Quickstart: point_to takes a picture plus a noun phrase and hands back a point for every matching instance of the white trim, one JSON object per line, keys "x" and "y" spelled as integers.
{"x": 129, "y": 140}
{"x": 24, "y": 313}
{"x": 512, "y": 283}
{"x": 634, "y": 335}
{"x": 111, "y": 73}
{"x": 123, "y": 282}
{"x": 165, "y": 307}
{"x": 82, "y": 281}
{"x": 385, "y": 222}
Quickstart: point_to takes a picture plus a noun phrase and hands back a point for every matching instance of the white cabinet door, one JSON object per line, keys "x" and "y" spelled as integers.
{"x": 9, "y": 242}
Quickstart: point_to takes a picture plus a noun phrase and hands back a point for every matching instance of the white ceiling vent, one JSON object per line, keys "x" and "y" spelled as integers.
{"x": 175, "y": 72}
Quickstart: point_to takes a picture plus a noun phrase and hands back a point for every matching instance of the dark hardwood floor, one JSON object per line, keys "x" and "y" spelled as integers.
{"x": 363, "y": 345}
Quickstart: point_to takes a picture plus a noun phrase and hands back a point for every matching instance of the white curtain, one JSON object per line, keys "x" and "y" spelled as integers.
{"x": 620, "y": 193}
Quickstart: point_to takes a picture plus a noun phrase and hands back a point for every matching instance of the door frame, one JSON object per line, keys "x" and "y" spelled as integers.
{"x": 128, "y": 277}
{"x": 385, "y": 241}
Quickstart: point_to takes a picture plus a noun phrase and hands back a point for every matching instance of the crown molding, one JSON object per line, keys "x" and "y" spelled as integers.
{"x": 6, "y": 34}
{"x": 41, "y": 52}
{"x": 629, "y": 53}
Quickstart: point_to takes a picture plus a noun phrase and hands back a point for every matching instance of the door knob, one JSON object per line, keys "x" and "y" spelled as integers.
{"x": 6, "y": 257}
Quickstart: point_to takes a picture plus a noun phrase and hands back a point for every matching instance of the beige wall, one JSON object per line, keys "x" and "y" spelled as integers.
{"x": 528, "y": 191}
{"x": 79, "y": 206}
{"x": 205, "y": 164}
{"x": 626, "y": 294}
+++
Each record above should be restated word for word.

Quickstart: point_to takes a picture plus a noun phrase and hands back a point for every matching instance of the white trim, one JSON object per line, keys "x" and "y" spelled as integers.
{"x": 129, "y": 140}
{"x": 24, "y": 313}
{"x": 512, "y": 283}
{"x": 634, "y": 335}
{"x": 111, "y": 73}
{"x": 123, "y": 282}
{"x": 165, "y": 307}
{"x": 82, "y": 281}
{"x": 385, "y": 222}
Quickstart: point_to takes a picture plus a noun phrase and hands back a point for every matching instance of the white cabinet door, one JSON object per line, keys "x" and "y" spelled as integers.
{"x": 9, "y": 242}
Quickstart: point_to takes a picture plus a noun phrase and hands back a point for every matching instance of the white ceiling vent, one JSON object per line, keys "x" and "y" spelled as integers.
{"x": 175, "y": 72}
Quickstart: point_to takes a picture plus a noun phrase and hands back a point for every matching instance of the dark hardwood floor, one JSON object per line, keys "x" and "y" spelled as integers.
{"x": 363, "y": 345}
Quickstart: point_to takes a picture plus a noun phrase and hands back a point for every matching instance of the white curtain, one JSON object per line, keys "x" and "y" spelled as integers.
{"x": 620, "y": 193}
Quickstart: point_to takes a picture plus a noun phrase and hands back a point for every matching instance of the door frame, one JSON object per line, keys "x" and "y" spelled as integers.
{"x": 128, "y": 277}
{"x": 385, "y": 241}
Quickstart: point_to takes a picture plus a noun phrase and hands back a point for every matching instance of the crown molding, one JSON object per line, keys "x" and "y" spelled as integers.
{"x": 6, "y": 34}
{"x": 41, "y": 52}
{"x": 629, "y": 53}
Quickstart: point_to takes a picture plus a noun phrase and hands back a point for every matching instance of the door knob, one JSON object per line, keys "x" and "y" spelled as integers.
{"x": 6, "y": 257}
Quickstart: point_to takes a picture plus a noun phrase and hands back a point for every matching instance of the beige wall, one JSON object per line, keys "x" and "y" spelled as integers.
{"x": 528, "y": 191}
{"x": 79, "y": 206}
{"x": 205, "y": 164}
{"x": 626, "y": 294}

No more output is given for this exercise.